Task requirements: The required output is the line containing "Query: stone paved path" and every line after it, transcribed exactly through the end of the data below.

The data:
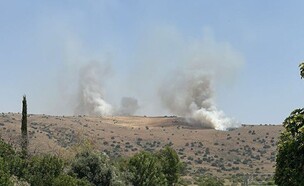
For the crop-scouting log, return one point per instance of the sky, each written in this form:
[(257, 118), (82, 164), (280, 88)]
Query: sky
[(44, 43)]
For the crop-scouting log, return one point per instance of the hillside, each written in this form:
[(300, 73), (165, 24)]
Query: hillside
[(250, 149)]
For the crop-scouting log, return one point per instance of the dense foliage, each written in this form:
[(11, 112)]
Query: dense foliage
[(290, 157), (89, 167)]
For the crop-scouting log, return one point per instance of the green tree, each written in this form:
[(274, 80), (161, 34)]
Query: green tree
[(95, 168), (4, 173), (146, 170), (42, 170), (67, 180), (24, 140), (302, 70), (208, 180), (171, 165), (290, 158)]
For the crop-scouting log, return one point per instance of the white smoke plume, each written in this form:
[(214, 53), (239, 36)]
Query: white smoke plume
[(189, 91), (128, 106), (172, 74), (90, 94)]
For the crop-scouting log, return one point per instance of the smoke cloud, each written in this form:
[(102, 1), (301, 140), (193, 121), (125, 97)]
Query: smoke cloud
[(91, 95), (171, 74), (128, 106)]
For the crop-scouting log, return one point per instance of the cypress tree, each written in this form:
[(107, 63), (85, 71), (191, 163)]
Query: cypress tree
[(24, 142)]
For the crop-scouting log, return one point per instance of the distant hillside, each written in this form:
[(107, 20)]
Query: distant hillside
[(250, 149)]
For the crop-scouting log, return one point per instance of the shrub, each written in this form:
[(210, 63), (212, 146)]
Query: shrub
[(146, 170), (208, 180), (171, 165), (43, 169), (95, 168), (4, 173), (67, 180)]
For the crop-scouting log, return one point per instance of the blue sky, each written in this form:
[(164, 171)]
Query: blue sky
[(41, 42)]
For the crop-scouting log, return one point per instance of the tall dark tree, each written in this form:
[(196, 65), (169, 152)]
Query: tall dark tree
[(290, 158), (24, 138)]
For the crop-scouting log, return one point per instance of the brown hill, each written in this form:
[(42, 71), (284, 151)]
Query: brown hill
[(250, 149)]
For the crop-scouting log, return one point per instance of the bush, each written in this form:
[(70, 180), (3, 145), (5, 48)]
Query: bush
[(171, 165), (208, 180), (4, 173), (146, 170), (95, 168), (290, 157), (67, 180), (43, 169)]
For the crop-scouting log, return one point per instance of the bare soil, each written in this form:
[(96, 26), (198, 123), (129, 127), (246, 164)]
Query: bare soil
[(250, 149)]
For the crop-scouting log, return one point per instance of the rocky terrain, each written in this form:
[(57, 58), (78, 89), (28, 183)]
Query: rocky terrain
[(249, 150)]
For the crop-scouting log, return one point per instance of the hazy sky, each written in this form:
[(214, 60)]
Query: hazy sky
[(42, 43)]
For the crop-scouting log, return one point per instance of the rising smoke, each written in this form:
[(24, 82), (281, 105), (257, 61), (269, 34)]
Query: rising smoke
[(90, 94), (179, 73)]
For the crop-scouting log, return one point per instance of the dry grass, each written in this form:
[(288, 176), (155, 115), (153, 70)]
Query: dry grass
[(249, 149)]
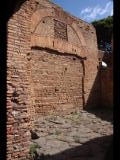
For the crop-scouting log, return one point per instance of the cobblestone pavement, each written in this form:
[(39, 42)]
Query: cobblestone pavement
[(77, 136)]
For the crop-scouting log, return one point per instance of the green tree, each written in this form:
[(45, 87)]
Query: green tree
[(104, 29)]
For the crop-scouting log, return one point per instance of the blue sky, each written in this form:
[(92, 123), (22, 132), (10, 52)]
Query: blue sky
[(88, 10)]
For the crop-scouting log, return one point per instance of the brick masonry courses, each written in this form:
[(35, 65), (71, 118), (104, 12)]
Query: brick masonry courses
[(51, 68)]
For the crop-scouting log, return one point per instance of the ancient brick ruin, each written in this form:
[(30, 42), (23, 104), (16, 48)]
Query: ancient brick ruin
[(52, 68)]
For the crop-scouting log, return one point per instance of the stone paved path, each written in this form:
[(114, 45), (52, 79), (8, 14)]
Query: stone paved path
[(77, 136)]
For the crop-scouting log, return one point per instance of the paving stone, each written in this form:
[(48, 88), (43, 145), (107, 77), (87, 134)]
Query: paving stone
[(67, 137)]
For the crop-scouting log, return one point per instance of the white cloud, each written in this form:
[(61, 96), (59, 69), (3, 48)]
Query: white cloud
[(86, 10), (90, 14)]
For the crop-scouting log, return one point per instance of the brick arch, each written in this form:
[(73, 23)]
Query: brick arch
[(40, 14)]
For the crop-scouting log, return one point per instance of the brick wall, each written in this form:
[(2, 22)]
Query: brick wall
[(57, 82), (107, 87), (41, 80)]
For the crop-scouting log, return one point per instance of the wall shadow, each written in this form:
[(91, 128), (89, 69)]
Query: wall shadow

Written solution:
Query: stone paved path
[(77, 136)]
For the crop-scouting log, return one point per instance of the paving stone, each written in this form:
[(48, 88), (43, 145), (107, 77), (87, 134)]
Query: paving stone
[(67, 137)]
For the crop-scouting log, return one point per instance of the white cloud, each written in this form:
[(61, 96), (59, 69), (3, 48)]
Query: white cloud
[(86, 10), (90, 14)]
For the crop-scouting log, return one point per instance of the brick arch, each written in this form:
[(73, 23)]
Query: brick arch
[(40, 14)]
For the crop-scouting log, return one point per instance of the brick wall, each written in this form:
[(2, 22)]
Query: brick wall
[(57, 82), (107, 87), (41, 80)]
For the crop-scouting log, return one point per instance of the wall shadow, each written in this form:
[(91, 128), (89, 69)]
Query: wall shadow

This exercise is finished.